Yurt dışına kaçırılan Anadolu eserlerinin Türkiye’ye iadesi son yıllarda hız kazandı. Kültür ve Turizm Bakanlığı’nın diplomatik, hukuki ve teknik alanda yürüttüğü eşzamanlı çalışmalar, eserlerin geri dönüşünde belirleyici rol oynuyor. Protokollerle desteklenen sistem sayesinde hem iade süreçleri kısaldı hem de kaçakçılığı önleyici tedbirler sahaya yayıldı.
Türkiye Kültür Yolu Festivali’nin Manisa’daki açılış töreninin ardından dijital medya temsilcileriyle bir araya gelen Kültür ve Turizm Bakanı Mehmet Nuri Ersoy yurt dışına kaçırılan tarihi eserlerin ülkemize geri iadesi hakkında konuştu. Bakan Ersoy, özellikle protokol mekanizmalarının güçlendirilmesi ve kurum içi yapılanmanın üst düzeye çıkarılmasıyla ciddi bir mesafe kat ettiklerini söyledi.

•••

◆ **Yapılacak görevler**
A) Tarihi eserlerin iadesini anlatan metinde, Kültür ve Turizm Bakanlığı'nın eşzamanlı çalışmalar yürüttüğü alanları sıralayın.
B) Tarihi eserlerin iadesini anlatan metni son cümlesinden sonra genişletin.

[Veri kayıtları]
•••

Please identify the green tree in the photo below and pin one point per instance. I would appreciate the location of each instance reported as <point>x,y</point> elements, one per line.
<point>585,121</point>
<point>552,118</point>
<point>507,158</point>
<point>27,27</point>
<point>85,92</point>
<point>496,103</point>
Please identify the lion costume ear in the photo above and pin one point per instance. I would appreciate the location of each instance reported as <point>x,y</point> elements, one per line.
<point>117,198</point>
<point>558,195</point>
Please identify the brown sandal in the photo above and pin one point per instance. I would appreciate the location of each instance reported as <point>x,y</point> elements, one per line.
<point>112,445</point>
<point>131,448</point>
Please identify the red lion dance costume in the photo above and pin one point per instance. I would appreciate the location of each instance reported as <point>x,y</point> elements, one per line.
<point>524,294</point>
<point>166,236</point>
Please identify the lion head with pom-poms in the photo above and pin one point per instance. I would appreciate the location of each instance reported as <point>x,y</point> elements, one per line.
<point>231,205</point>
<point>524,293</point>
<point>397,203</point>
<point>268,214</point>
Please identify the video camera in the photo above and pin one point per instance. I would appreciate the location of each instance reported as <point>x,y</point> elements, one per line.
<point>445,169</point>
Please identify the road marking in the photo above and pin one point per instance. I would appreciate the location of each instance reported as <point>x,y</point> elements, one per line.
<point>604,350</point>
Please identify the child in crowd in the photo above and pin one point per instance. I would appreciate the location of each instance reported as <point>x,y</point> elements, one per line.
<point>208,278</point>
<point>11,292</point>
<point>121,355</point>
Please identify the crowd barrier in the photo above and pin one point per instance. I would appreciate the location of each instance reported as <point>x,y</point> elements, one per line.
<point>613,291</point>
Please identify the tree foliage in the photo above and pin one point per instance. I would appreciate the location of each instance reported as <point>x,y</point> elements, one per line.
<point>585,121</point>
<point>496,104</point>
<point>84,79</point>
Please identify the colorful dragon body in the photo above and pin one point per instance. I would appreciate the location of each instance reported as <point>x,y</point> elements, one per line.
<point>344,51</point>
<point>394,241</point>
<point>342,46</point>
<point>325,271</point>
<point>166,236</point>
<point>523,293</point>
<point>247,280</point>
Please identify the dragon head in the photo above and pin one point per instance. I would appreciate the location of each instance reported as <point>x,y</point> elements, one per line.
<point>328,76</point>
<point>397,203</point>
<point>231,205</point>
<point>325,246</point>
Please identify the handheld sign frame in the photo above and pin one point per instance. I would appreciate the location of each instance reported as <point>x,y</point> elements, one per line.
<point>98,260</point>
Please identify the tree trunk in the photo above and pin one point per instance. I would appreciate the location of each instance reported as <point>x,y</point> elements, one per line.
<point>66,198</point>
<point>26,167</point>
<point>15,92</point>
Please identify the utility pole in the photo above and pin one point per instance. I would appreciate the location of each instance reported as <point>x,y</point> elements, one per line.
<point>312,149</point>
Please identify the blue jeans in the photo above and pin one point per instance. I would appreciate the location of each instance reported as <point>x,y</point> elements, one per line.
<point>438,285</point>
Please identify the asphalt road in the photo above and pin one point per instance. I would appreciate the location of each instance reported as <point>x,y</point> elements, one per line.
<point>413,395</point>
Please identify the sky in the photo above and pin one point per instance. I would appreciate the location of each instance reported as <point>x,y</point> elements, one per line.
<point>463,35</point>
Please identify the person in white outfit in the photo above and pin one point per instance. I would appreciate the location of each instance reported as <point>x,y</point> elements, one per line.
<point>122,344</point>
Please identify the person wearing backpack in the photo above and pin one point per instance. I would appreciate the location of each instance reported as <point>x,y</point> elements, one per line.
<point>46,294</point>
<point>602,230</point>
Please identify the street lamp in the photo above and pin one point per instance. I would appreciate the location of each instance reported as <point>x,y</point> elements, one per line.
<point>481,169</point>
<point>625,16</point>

•••

◆ **Görevlerin yanıtları**
A) Diplomatik, hukuki ve teknik.

B)
Kaçakçılıkla Mücadele Dairesi, artık daire başkanlığı seviyesine yükseltildi. Bu değişiklikle birlikte hem uzman sayısı üç katına çıkarıldı hem de daha yüksek rütbeli personel görevlendirildi. “Ne kadar yüksek rütbeyle giderseniz, karşınızdaki de o kadar üst düzey muhatap gönderir” diyen Ersoy, iade süreçlerinde bu tür diplomatik detayların etkili olduğunu vurguladı.
Bugüne kadar eserlerin alıcısı ve geçiş yolunda bulunan 12 ülkeyle iade protokolü imzalandığını belirten Ersoy, “Bu sayede onlarca yıl sürebilecek hukuk süreçleri birkaç ay içinde sonuçlanıyor” dedi.
İhbar eğitimiyle duyarlılık artırıldı
Yalnızca yurt dışına kaçırılan eserleri geri getirmek değil, ülkeden çıkmasını engellemek de öncelikler arasında. Ersoy, kaçırılan eserlerden daha fazlasının Türkiye’de yakalandığını ifade ederek, bu başarıda yerel farkındalık çalışmalarının büyük rol oynadığını belirtti. Ersoy, bakanlık ekiplerinin kasaba ve köyleri dolaşarak muhtarlara ve öğrencilere ihbar eğitimi verdiğini, bu sayede sahadaki duyarlılığın arttığını anlattı.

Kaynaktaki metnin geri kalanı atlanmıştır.